What this task involves
Write out every record below exactly as it appears.

---------- Data provided ----------

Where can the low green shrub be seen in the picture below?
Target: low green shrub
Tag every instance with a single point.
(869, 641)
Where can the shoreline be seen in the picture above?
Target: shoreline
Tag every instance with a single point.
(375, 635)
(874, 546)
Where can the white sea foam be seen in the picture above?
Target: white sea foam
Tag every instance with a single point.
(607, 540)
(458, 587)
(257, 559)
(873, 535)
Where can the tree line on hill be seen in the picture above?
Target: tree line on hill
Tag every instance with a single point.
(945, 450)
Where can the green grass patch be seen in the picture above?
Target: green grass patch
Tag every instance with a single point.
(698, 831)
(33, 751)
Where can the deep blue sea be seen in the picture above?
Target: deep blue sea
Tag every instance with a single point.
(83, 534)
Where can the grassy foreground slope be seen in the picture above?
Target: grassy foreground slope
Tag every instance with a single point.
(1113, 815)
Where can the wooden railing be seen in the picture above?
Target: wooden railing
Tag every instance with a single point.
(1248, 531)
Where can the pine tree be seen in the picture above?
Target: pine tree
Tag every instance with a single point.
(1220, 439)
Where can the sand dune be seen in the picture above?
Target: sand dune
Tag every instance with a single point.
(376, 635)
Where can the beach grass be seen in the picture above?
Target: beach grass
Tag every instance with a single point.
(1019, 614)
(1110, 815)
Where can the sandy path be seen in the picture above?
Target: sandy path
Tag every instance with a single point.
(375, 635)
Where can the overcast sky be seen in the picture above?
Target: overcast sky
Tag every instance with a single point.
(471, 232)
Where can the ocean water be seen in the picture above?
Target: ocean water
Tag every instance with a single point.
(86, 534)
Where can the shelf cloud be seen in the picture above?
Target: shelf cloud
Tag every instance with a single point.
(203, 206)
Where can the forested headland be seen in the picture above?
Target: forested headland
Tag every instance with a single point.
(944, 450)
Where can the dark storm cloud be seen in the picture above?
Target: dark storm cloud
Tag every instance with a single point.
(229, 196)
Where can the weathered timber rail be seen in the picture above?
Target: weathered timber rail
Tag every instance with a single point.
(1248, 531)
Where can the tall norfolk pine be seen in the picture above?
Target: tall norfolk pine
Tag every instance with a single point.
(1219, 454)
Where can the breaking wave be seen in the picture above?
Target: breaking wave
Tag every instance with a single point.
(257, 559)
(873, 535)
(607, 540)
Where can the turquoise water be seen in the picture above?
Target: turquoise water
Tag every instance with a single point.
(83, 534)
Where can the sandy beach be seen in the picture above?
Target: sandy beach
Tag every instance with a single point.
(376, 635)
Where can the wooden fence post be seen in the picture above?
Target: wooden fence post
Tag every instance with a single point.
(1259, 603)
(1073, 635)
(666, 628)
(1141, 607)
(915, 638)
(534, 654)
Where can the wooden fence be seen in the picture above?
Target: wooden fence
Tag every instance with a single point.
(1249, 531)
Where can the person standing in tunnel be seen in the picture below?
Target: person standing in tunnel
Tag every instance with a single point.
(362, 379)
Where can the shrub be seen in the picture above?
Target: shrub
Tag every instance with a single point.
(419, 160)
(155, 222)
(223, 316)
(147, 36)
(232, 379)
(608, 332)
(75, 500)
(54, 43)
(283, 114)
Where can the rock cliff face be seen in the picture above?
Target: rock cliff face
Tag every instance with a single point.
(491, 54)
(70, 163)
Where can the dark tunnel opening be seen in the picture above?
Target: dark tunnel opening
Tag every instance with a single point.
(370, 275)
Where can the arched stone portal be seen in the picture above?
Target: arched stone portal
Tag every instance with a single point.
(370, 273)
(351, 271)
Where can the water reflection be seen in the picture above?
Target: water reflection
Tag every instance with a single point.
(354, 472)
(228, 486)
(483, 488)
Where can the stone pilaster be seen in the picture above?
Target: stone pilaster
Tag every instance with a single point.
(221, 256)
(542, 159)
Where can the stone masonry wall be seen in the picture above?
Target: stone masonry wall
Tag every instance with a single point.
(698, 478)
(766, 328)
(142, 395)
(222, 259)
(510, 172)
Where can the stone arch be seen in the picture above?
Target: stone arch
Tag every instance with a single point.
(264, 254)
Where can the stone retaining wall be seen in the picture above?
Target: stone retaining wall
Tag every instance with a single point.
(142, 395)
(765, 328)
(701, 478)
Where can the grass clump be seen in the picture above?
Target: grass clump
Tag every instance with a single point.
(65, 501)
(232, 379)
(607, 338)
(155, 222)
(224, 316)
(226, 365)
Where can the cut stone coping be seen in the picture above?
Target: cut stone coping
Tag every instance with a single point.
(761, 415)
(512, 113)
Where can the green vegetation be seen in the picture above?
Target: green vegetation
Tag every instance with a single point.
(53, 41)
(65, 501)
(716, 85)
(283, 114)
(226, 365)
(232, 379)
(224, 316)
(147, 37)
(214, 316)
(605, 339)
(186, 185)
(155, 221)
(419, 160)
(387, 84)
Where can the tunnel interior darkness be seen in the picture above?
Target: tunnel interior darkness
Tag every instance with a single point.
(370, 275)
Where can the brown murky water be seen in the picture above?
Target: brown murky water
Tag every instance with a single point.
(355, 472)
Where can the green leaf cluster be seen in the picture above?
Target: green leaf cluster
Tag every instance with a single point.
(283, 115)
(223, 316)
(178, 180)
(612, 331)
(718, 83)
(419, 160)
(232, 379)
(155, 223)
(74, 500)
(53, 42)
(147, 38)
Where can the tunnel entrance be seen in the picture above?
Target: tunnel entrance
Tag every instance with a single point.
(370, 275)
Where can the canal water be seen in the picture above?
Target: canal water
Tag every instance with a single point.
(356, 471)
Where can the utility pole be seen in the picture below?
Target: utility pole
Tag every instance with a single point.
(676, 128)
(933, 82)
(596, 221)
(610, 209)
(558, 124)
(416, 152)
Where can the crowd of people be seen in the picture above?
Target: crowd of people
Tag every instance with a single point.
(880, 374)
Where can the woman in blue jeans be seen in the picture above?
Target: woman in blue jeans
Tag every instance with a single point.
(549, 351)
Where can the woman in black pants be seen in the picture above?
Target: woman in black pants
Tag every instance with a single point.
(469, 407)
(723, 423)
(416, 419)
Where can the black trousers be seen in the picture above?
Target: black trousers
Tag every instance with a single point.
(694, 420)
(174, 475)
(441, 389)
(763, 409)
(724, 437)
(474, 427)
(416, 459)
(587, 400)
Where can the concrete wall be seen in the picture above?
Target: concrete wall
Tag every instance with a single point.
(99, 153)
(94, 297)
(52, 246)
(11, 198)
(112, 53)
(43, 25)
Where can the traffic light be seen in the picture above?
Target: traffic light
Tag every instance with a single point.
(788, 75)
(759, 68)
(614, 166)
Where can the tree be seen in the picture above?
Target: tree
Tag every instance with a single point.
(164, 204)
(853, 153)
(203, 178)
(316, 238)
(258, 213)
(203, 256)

----------

Written response
Where can the low green shrub be seen in the picture below?
Target: low green shrub
Tag every instance with a single point.
(869, 641)
Where can the shoreline be seen in the picture above?
Target: shoreline
Tag every instance with a single point.
(375, 635)
(874, 546)
Where can the white sea foam be seen in the picture above?
Target: white sea foam
Tag every instance with a single point.
(607, 540)
(458, 587)
(257, 559)
(873, 535)
Where can the tree line on hill be seen in the picture above?
Target: tree line on hill
Tag every instance with a single point.
(945, 450)
Where can the green grass patch be seen in the picture above?
Target: green grass patch
Tag every instance with a single point.
(698, 831)
(33, 751)
Where can the deep blue sea be seen in the picture above?
Target: deep blue sea
Tag every instance with a single point.
(83, 534)
Where can the grassy foreground slope be seen in the picture above?
Target: grassy foreground slope
Tag every instance with a single point.
(1113, 815)
Where can the wooden railing be seen in the picture above?
Target: wooden railing
Tag every instance with a single point.
(1248, 531)
Where can the pine tree be seen in the picture above?
Target: pine tree
Tag every instance with a single point.
(1220, 439)
Where can the sand dune be seen in the picture above?
Target: sand dune
Tag every instance with a single point.
(376, 635)
Where can the beach grass be seen in the picture above?
Target: beach grass
Tag every instance with a single point.
(1019, 614)
(1110, 815)
Where can the sandy path be seen in the picture above?
Target: sandy path
Tag every instance with a single point.
(375, 635)
Where can the overcast sky be seen in the picture above?
Target: overcast sky
Tag every instance with a single point.
(471, 232)
Where can the ocean water be seen in the picture above?
Target: ocean water
Tag every instance with a single point.
(86, 534)
Where can the shelf cloud be seen in the picture above?
Target: shelf cloud
Tag every instance with a single point.
(203, 206)
Where can the forested headland be seen in the picture above?
Target: forested headland
Tag every instance with a single point.
(944, 450)
Where can the dark storm cloud be seen in the picture above?
Target: dark storm cloud
Tag every instance with a single point.
(229, 196)
Where can the weathered timber rail be seen in the picture above?
Target: weathered timber rail
Tag every instance with a single point.
(1248, 531)
Where can the tall norfolk pine be seen in the picture above?
Target: tall norfolk pine
Tag every instance with a single point.
(1219, 454)
Where can the breaking wave be seen in the picture above?
Target: breaking wave
Tag every instance with a single point.
(257, 559)
(873, 535)
(607, 540)
Where can the turquoise water be seen in the picture above?
Target: turquoise water
Tag every instance with a single point.
(83, 534)
Where can the sandy beach be seen in the picture above?
Target: sandy beach
Tag every instance with a single point.
(376, 635)
Where can the wooden fence post be seen in the picture above?
Target: wooden fence post
Tag every instance with a single point.
(1259, 603)
(1073, 635)
(666, 628)
(1141, 607)
(915, 638)
(534, 654)
Where can the wooden fence be seen in the picture above?
Target: wooden fence
Tag every instance with a single point.
(1249, 531)
Where can the person standing in tunnel be seen in the picture below?
Target: person standing in tunnel
Tag every instance with a single point.
(362, 379)
Where can the shrub be seen in the picture above?
Target: shrub
Tag every instance with a single point.
(419, 160)
(155, 222)
(223, 316)
(147, 36)
(232, 379)
(608, 332)
(75, 500)
(54, 43)
(283, 114)
Where can the rock cliff face be seen in the picture above?
Target: rock cliff face
Tag every instance with a single point.
(491, 54)
(70, 163)
Where can the dark tunnel opening be seen in the picture above?
Target: dark tunnel opening
Tag every instance with a single point.
(370, 275)
Where can the arched stone portal be seen in the picture above?
Target: arched stone portal
Tag every instance with a single point.
(370, 273)
(351, 271)
Where can the water reflection be seen in the picture above?
Target: water reflection
Tag every instance with a single point.
(354, 472)
(228, 486)
(483, 488)
Where can the stone pilaster be seen in the picture above?
Target: stone pilaster
Tag every instance with a single point.
(221, 256)
(542, 159)
Where can the stone masonry wall be seen in the picture above?
Target: stone masonry wall
Tag every instance with a single point.
(698, 478)
(766, 328)
(142, 395)
(222, 259)
(510, 172)
Where can the stone arch be seen in the picture above?
Target: stone arch
Tag every instance with a single point.
(264, 254)
Where can the stone retaining wall be seen in the picture above?
Target: stone retaining wall
Tag every instance with a single point.
(142, 395)
(765, 328)
(701, 478)
Where can the grass clump be seen in the picture above?
Target: grass clump
Tag every instance with a single point.
(65, 501)
(232, 379)
(607, 338)
(155, 222)
(224, 316)
(226, 365)
Where can the cut stone coping be seen in the picture above?
Target: cut stone coping
Tag every instance with a single point.
(761, 415)
(512, 113)
Where can the green vegetation be seen in the picture above?
Target: green vegetation
Tag every instance with a single point.
(53, 41)
(65, 501)
(716, 85)
(283, 114)
(226, 365)
(232, 379)
(224, 316)
(147, 37)
(214, 316)
(605, 339)
(186, 185)
(155, 221)
(419, 160)
(387, 84)
Where can the tunnel interior darkness be seen in the picture above?
Target: tunnel interior darkness
Tag every instance with a single point.
(370, 275)
Where can the brown murky water be seen in the picture above?
Target: brown murky water
Tag every instance with a single point.
(355, 472)
Where can the green leaf cluster be seen in the picture above?
Target: green leaf cluster
Tag every instance with a single point.
(283, 115)
(223, 316)
(178, 180)
(612, 331)
(718, 83)
(419, 160)
(232, 379)
(155, 223)
(74, 500)
(53, 42)
(147, 38)
Where can the tunnel entrance be seen in the picture above?
Target: tunnel entrance
Tag every instance with a single point.
(370, 275)
Where can the canal water be seen in the picture above?
Target: canal water
Tag every instance with a single point.
(356, 471)
Where can the utility pole be seen in the picture below?
Target: utility pole
Tag every instance with a single point.
(676, 128)
(933, 82)
(596, 221)
(610, 209)
(558, 124)
(416, 152)
Where can the crowd of people be seen in the picture above?
Target: crowd of people
Tag every instance with a single point.
(880, 374)
Where can the woman in blue jeans be seen in the picture above?
Target: woman in blue jeans
Tag every instance with a single point.
(549, 351)
Where can the woman in black pants be seen in the picture above?
Target: woman in black pants
Tag every instance with a single point.
(469, 407)
(723, 423)
(416, 419)
Where can the black trousers be seen in the picture above?
Target: black trousers
Tag every instance with a single point.
(694, 420)
(174, 475)
(441, 389)
(763, 409)
(724, 437)
(474, 427)
(416, 459)
(587, 400)
Where can the concrete wall be seen in the picture above?
Target: concrete wall
Tag every instance with a single point.
(99, 153)
(94, 297)
(52, 246)
(11, 198)
(112, 53)
(43, 25)
Where can the traffic light be seen in the picture above?
Target: traffic light
Tag every instance with a single point.
(788, 75)
(759, 68)
(614, 166)
Where can the tree be seen in the picture above?
Target: tree
Tag every instance with a single point.
(164, 204)
(853, 153)
(203, 178)
(316, 238)
(258, 213)
(203, 256)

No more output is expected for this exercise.